Quoted text
70th Anniversary Of Roosevelt’s Pearl Harbor Treason

December 7th, 2011, marks the 70th anniversary of the Japanese attack on Pearl Harbor, Hawaii, the “date which will live in infamy,” and, as research has shown, Pres. Franklin Delano Roosevelt’s treason in provoking Japan into attacking our Pacific fleet. Facts relating to the attack have trickled out steadily but slowly — so slowly that in the 70 years following the event, public outrage against the deceit and treason of President Roosevelt and his advisors never gained momentum. By 2011, several generations of Americans had lived and died. The collective memory of Americans had moved beyond this point in history, and few Americans grasped the big picture.

MEMORIAL TO A MONSTER

In 1997, Pres. Bill Clinton presided at the opening of the FDR memorial in Washington, D.C., an eyesore comprised mainly of “31,239 enormous Carnelian granite blocks” forming a succession of 12-foot walls. Architect Lawrence Halprin, who worked on the project for more than 20 years, referred to Roosevelt as “one of the four great presidents of our 220-year history as a country.” Writer Michael Valdez Moses, on the other hand, observed that the memorial “symbolizes federal bloat at the end of the century.” (1) More than that, the FDR memorial is an uncritical liberal tribute to a president whose underhanded manipulation of our entry into World War II is the real infamy of that fateful December day.

Supplied entries
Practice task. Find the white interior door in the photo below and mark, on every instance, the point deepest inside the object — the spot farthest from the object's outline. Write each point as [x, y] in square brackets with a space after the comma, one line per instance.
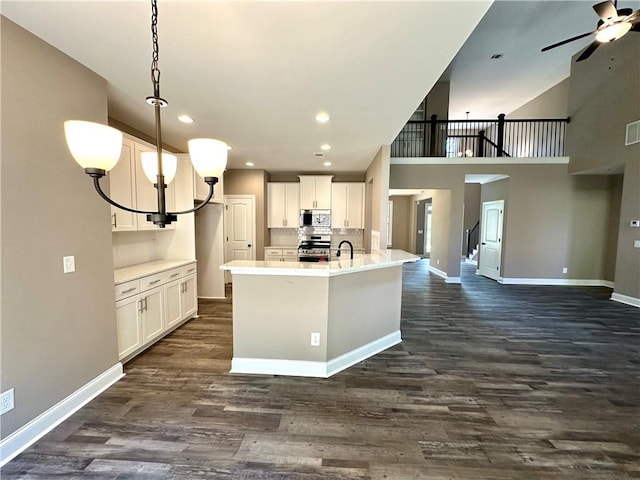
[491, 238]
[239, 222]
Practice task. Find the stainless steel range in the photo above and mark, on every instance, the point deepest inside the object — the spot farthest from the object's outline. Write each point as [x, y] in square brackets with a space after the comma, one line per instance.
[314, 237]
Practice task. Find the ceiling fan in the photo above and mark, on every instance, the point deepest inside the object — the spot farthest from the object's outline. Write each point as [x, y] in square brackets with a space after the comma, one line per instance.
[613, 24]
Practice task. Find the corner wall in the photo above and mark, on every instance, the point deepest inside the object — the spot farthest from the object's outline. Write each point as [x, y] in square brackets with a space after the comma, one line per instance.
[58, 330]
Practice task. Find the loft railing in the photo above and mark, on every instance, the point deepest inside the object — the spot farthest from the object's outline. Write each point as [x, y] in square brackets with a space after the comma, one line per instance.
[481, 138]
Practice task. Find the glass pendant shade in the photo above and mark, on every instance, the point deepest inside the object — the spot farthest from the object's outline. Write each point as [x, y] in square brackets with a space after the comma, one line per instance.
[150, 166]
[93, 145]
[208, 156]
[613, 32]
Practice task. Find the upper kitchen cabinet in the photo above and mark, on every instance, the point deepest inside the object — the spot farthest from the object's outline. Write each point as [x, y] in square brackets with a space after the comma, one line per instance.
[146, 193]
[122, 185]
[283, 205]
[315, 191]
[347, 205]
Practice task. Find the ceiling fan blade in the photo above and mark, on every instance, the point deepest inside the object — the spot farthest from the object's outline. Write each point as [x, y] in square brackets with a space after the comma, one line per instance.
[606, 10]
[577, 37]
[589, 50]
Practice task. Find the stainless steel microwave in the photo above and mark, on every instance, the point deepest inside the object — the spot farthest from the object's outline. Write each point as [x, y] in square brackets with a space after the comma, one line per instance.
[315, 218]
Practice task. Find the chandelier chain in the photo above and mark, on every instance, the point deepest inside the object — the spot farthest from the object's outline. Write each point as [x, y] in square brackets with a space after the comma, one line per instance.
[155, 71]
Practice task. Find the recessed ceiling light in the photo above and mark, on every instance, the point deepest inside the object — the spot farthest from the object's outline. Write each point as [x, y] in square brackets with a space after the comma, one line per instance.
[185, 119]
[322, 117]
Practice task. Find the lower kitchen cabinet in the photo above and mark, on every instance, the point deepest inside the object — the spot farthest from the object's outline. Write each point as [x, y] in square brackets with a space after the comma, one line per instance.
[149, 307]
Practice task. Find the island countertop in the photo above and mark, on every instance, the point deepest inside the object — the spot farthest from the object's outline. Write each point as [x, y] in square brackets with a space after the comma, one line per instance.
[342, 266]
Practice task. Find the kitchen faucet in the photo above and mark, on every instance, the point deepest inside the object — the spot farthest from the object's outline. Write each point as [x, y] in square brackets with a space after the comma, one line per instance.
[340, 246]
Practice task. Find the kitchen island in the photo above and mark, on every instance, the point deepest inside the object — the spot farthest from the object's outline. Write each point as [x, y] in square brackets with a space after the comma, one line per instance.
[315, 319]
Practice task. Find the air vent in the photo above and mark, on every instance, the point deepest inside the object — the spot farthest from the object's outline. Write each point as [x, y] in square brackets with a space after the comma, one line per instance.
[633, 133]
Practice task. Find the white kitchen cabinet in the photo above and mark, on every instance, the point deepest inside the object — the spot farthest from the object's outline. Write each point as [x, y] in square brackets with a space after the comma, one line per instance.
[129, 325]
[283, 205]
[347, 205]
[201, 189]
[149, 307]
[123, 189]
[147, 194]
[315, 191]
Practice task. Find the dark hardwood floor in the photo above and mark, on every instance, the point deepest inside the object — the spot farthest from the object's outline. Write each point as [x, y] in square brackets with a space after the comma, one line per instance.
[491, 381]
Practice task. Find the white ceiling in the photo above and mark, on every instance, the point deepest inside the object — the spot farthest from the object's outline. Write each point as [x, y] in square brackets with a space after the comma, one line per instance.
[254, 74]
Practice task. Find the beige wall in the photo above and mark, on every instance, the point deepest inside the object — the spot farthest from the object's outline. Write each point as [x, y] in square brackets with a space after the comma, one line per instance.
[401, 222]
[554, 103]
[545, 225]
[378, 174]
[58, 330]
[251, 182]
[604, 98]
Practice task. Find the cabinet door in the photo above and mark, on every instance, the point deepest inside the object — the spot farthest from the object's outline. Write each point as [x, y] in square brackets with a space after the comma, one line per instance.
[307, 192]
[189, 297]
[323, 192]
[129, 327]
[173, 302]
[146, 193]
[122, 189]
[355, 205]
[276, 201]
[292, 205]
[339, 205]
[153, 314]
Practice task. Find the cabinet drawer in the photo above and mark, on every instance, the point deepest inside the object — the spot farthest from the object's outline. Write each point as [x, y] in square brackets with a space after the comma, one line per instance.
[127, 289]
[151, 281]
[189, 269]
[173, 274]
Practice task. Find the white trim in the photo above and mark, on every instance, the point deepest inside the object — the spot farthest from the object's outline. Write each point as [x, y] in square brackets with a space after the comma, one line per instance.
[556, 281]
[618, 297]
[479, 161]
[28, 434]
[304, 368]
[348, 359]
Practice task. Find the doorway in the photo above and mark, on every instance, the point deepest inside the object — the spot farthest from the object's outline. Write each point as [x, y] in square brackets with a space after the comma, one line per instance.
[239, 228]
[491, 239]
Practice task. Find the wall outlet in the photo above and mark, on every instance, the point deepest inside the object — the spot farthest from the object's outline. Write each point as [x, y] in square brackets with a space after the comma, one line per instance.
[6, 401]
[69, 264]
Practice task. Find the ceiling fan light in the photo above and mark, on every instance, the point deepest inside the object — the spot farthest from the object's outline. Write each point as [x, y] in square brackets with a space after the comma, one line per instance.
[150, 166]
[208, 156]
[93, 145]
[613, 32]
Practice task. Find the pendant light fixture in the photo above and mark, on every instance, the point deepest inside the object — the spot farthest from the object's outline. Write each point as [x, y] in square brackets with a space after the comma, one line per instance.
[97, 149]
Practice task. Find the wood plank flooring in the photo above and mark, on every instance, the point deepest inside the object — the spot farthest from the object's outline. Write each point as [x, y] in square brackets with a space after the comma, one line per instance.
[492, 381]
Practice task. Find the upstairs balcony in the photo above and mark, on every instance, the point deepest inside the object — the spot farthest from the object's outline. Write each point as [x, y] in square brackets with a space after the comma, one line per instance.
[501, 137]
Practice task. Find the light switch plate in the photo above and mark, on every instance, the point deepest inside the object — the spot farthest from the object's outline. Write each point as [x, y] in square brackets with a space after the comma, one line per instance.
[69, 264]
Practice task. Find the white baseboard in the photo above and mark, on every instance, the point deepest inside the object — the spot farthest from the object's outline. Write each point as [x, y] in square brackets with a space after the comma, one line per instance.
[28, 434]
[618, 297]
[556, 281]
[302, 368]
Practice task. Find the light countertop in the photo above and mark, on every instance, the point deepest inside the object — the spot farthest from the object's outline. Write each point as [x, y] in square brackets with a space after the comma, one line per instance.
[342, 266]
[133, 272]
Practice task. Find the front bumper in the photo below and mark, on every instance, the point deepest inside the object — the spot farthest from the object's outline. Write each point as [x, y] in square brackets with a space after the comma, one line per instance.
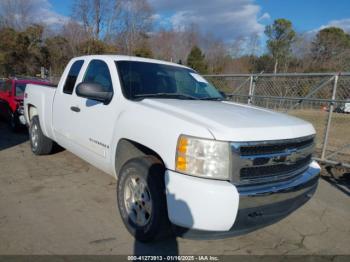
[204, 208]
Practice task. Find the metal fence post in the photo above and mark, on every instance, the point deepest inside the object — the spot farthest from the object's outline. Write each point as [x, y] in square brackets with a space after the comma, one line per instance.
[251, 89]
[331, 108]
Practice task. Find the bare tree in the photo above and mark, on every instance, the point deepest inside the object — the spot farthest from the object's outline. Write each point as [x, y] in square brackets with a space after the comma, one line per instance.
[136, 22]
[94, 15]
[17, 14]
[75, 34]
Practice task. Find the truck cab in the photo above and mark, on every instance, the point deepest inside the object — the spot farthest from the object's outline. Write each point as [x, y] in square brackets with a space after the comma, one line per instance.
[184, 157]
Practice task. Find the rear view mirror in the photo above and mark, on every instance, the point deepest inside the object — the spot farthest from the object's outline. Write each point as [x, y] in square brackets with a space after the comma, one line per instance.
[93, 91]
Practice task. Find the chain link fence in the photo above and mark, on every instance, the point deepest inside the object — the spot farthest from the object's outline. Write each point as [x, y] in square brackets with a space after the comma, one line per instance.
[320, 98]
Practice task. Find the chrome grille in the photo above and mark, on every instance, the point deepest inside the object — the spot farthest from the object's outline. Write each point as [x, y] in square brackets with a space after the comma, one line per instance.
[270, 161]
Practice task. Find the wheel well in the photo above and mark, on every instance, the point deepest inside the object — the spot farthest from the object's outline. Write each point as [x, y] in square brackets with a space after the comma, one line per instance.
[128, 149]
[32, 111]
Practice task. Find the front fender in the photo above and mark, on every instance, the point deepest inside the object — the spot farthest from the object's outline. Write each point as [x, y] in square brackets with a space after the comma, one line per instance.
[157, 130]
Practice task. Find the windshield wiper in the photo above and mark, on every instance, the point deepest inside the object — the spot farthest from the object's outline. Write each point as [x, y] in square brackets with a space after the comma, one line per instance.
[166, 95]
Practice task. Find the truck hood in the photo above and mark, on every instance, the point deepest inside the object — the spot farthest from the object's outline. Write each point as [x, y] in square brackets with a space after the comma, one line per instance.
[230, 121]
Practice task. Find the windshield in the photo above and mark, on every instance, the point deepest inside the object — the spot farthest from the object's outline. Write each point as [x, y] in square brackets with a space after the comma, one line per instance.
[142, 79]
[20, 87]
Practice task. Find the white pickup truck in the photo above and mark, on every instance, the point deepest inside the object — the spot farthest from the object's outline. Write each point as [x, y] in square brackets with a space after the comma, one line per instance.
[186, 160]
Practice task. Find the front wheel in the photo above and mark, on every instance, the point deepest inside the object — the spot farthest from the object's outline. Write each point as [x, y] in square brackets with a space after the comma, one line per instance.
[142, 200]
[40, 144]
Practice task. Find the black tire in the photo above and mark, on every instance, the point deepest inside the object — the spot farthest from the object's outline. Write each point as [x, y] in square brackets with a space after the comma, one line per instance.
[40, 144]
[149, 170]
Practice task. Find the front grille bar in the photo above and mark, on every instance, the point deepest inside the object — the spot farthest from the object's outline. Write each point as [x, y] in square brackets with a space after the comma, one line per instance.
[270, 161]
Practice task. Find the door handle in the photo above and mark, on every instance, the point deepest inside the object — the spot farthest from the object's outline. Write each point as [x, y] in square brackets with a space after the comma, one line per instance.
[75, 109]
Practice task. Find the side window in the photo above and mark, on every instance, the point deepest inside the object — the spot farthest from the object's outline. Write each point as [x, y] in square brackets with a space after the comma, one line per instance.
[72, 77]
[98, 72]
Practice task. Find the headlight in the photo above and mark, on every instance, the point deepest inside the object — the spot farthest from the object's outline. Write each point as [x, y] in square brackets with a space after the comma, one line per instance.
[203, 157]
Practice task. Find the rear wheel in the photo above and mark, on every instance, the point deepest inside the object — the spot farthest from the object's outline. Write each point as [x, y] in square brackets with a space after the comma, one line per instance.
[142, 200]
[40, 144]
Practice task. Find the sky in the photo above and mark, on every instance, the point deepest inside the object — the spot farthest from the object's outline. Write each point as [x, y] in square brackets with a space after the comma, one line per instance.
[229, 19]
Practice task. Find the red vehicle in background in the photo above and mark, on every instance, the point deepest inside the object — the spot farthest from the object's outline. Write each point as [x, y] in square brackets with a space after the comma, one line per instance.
==
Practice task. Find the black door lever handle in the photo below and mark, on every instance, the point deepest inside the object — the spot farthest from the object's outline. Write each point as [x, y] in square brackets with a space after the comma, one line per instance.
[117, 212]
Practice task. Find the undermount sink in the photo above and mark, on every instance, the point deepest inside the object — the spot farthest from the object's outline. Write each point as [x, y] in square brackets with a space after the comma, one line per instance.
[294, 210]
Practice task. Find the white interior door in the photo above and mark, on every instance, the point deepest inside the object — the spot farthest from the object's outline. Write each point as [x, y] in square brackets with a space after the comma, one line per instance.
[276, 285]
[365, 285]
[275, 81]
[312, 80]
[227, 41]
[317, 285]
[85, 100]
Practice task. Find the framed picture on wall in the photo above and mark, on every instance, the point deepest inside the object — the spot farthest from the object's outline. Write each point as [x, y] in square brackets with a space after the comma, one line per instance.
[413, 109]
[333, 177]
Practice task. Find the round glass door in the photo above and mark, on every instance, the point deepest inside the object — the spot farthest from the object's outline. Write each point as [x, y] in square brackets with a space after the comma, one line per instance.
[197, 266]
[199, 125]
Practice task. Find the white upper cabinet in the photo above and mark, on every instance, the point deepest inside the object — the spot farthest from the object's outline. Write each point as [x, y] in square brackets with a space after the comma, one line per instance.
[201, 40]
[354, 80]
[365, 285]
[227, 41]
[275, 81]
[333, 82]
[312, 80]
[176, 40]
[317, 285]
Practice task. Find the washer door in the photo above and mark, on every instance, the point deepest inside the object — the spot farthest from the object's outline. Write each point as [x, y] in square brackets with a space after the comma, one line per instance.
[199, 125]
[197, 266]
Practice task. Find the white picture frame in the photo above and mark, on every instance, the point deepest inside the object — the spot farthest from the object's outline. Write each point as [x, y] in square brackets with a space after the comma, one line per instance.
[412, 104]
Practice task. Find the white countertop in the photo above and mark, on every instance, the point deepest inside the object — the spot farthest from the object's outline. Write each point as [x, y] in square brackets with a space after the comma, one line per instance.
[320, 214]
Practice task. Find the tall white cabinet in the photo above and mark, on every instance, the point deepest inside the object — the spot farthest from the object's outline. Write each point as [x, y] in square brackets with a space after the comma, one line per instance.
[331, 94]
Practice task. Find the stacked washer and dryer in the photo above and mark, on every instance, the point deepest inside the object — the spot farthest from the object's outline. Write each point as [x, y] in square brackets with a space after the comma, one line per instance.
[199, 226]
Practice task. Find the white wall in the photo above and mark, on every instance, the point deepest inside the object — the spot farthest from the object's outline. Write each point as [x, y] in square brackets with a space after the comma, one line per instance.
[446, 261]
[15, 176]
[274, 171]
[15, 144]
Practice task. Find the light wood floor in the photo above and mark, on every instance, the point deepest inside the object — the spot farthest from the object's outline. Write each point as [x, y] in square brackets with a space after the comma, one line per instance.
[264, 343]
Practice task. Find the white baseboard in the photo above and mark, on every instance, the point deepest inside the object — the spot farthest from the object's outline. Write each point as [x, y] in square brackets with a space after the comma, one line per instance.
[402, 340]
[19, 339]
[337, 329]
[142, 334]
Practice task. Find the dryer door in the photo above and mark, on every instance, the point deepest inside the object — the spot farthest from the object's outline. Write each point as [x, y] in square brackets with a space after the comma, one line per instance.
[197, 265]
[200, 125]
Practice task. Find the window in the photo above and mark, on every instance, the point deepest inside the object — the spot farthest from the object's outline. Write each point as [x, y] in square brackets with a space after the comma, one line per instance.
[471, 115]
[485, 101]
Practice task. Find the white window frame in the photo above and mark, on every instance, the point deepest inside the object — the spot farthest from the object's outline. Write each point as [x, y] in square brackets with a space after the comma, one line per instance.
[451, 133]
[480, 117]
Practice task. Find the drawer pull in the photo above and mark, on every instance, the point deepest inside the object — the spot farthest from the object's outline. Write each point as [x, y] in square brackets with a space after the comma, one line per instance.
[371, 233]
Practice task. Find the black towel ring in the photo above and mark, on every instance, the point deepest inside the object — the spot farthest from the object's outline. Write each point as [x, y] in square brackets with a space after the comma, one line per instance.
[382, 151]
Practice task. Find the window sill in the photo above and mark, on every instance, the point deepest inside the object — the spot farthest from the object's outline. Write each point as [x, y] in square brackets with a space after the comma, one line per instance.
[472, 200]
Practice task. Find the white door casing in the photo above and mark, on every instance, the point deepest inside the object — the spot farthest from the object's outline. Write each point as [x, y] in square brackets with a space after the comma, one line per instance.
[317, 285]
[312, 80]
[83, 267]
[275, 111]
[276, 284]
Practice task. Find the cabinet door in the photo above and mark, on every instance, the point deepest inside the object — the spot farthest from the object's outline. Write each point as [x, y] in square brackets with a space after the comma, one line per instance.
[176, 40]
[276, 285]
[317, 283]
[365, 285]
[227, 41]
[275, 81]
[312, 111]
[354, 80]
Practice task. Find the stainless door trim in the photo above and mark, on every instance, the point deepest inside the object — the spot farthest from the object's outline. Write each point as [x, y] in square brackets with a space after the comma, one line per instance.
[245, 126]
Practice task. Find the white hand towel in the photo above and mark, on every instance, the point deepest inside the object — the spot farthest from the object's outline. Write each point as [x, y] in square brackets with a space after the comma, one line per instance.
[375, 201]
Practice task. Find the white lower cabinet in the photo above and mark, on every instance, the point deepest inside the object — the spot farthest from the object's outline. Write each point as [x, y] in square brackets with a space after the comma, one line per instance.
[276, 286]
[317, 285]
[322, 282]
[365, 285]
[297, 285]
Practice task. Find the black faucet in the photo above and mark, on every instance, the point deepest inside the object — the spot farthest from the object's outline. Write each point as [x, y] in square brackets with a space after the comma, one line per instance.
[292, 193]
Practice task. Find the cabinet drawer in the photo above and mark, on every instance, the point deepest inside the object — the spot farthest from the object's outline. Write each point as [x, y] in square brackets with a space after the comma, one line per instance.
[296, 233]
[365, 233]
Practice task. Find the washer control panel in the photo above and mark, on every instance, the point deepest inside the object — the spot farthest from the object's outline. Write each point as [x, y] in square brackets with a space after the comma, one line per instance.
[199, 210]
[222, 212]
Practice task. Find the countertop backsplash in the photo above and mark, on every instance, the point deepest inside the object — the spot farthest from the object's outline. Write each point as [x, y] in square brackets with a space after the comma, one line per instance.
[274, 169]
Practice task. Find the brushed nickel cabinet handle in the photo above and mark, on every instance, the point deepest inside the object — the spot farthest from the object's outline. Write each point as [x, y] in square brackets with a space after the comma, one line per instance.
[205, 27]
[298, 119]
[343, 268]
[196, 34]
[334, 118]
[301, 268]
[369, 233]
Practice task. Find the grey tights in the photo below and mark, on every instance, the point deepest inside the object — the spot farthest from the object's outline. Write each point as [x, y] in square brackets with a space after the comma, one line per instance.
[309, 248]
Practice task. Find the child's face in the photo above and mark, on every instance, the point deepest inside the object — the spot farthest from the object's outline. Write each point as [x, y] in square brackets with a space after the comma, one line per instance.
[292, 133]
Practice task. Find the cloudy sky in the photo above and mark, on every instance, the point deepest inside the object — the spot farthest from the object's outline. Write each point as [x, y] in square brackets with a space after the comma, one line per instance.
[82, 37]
...
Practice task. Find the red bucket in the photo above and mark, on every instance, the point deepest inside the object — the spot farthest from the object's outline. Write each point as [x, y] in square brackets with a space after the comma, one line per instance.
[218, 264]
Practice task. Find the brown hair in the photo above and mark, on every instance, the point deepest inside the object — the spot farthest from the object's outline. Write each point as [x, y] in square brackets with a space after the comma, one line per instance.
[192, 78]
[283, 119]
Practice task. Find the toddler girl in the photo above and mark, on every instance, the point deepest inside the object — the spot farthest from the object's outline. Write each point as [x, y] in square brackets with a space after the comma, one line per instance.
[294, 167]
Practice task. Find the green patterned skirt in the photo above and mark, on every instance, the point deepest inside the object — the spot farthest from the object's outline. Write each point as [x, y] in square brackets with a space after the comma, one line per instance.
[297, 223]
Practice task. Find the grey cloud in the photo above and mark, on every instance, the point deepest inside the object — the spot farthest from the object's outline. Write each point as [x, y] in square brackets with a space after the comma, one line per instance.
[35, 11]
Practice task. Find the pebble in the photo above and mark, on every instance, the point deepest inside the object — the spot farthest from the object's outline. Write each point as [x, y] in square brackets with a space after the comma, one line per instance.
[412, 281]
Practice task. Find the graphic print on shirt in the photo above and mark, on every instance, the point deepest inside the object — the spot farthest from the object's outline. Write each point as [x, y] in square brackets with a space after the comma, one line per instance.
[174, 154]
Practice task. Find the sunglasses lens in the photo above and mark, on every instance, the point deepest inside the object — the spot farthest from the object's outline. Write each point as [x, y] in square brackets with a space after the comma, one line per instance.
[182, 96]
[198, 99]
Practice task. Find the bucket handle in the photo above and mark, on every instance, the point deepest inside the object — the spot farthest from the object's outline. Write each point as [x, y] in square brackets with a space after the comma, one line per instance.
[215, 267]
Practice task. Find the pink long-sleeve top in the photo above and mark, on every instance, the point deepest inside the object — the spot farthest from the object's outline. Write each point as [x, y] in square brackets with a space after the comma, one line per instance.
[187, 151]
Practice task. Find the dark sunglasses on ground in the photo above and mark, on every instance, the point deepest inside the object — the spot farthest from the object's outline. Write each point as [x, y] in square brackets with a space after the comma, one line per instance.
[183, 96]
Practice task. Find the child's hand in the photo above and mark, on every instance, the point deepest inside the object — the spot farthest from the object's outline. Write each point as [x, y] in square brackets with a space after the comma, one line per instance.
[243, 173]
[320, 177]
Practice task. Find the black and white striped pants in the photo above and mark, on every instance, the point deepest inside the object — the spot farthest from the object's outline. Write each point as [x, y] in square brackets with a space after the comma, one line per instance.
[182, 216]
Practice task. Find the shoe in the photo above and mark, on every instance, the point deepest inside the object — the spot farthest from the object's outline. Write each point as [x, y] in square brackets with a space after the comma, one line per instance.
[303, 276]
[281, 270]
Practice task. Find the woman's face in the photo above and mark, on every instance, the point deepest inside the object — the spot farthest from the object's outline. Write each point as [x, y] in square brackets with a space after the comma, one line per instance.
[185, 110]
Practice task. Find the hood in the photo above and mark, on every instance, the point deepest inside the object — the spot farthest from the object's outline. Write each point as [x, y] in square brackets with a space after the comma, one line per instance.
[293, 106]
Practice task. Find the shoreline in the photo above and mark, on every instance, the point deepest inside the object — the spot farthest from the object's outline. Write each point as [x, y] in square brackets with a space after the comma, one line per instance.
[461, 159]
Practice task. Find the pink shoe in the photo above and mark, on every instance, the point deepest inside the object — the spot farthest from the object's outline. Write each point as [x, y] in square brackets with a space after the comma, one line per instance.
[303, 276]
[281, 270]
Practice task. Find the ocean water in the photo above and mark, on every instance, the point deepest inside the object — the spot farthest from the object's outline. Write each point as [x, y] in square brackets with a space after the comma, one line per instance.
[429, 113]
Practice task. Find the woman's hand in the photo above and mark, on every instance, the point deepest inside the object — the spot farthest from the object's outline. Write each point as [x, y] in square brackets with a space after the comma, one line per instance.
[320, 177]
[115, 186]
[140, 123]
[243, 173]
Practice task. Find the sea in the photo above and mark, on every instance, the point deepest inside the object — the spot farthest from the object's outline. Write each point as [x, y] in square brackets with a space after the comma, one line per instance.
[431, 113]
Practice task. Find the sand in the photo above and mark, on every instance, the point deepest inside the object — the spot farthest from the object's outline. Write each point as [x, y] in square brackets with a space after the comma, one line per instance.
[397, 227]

Tasks to carry out
A - In the Pearl Harbor anniversary article, who presided at the 1997 opening of the FDR memorial in Washington, D.C.?
B - Duplicate the part of the Pearl Harbor anniversary article that opens with the words containing "MEMORIAL TO A" and closes with "fateful December day.".

Answers
A - President Bill Clinton.

B -
MEMORIAL TO A MONSTER

In 1997, Pres. Bill Clinton presided at the opening of the FDR memorial in Washington, D.C., an eyesore comprised mainly of “31,239 enormous Carnelian granite blocks” forming a succession of 12-foot walls. Architect Lawrence Halprin, who worked on the project for more than 20 years, referred to Roosevelt as “one of the four great presidents of our 220-year history as a country.” Writer Michael Valdez Moses, on the other hand, observed that the memorial “symbolizes federal bloat at the end of the century.” (1) More than that, the FDR memorial is an uncritical liberal tribute to a president whose underhanded manipulation of our entry into World War II is the real infamy of that fateful December day.